▸ Document:
^^^^^^^^^^^^^^^^

Et que ces sonates pour violon ne nous fassent pas oublier un détour par l’Adagio du Concerto pour violoncelle en Sol Mineur (RV 416), permettant à l’archet naturel d’Etienne Mangot de délivrer une partition charmante de profondeur et de mélancolie, du plus bel effet. Nous pouvons par contre trouver plus anecdotiques les deux courtes compositions signées de Guillaume Rebinguet Sudre, une Toccata pour clavecin en Sol Majeur permettant à Clément Geoffroy, décidément de bien des parutions ces derniers mois, d’exprimer son doigté sur un clavecin signé lui aussi Guillaume Rebinguet Sudre et enchâssé entre deux sonates, un Preludio pour théorbe en Sib Majeur, charmant, émouvant, mais aux accents trop romantiques pour ne pas friser l’anachronisme, malgré le talent de Simon Waddell.

^^^^^^^^^^^^^^^^

▸ Consignes:
1. Mettez à jour la critique musicale sur tout ce qui va de « Et que ces sonates » jusqu'à « de Simon Waddell. », en remplaçant « mélancolie » par « tristesse ».
2. Traduisez en anglais cette phrase de la critique musicale : « Et que ces sonates pour violon ne nous fassent pas oublier un détour par l’Adagio du Concerto pour violoncelle en Sol Mineur (RV 416), permettant à l’archet naturel d’Etienne Mangot de délivrer une partition charmante de profondeur et de mélancolie, du plus bel effet. »
3. Poursuivez la critique musicale à partir de sa dernière phrase.

▸ Données enregistrées:

^^^^^^^^^^^^^^^^

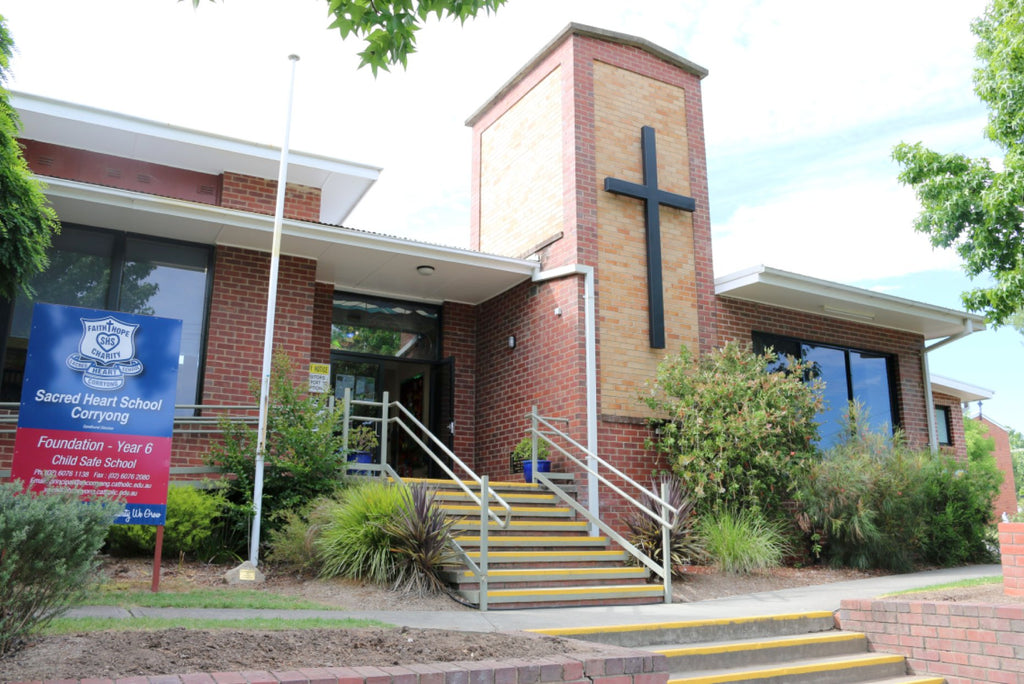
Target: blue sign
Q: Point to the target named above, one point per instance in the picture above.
(97, 407)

^^^^^^^^^^^^^^^^

▸ Réponses dans l'ordre:
1.
Et que ces sonates pour violon ne nous fassent pas oublier un détour par l’Adagio du Concerto pour violoncelle en Sol Mineur (RV 416), permettant à l’archet naturel d’Etienne Mangot de délivrer une partition charmante de profondeur et de tristesse, du plus bel effet. Nous pouvons par contre trouver plus anecdotiques les deux courtes compositions signées de Guillaume Rebinguet Sudre, une Toccata pour clavecin en Sol Majeur permettant à Clément Geoffroy, décidément de bien des parutions ces derniers mois, d’exprimer son doigté sur un clavecin signé lui aussi Guillaume Rebinguet Sudre et enchâssé entre deux sonates, un Preludio pour théorbe en Sib Majeur, charmant, émouvant, mais aux accents trop romantiques pour ne pas friser l’anachronisme, malgré le talent de Simon Waddell.

2. And let these violin sonatas not make us forget a detour through the Adagio of the Cello Concerto in G minor (RV 416), which allows Etienne Mangot's natural bow to deliver a score charming in its depth and melancholy, to the finest effect.

3.
Guillaume Rebinguet Sudre, qui sur ce disque tempère plus qu’il n’étouffe une personnalité que l’on pressent pouvant être débordante, nous propose avec ces Sonates une plongée par bien des aspects séduisante auprès d’un Vivaldi qui dans la pleine maturité de son art, délivre des partitions pleines d’inventivité, d’expérimentation, d’audace, nourries des influences des genres musicaux européens les plus larges. Une réussite pour le jeune ensemble Hexaton que nous espérons retrouver sur d’autres projets tout aussi ambitieux et aboutis.

 

                                                                       Pierre-Damien HOUVILLE

Technique : enregistrement clair, un peu sec. Violon fortement mis en avant.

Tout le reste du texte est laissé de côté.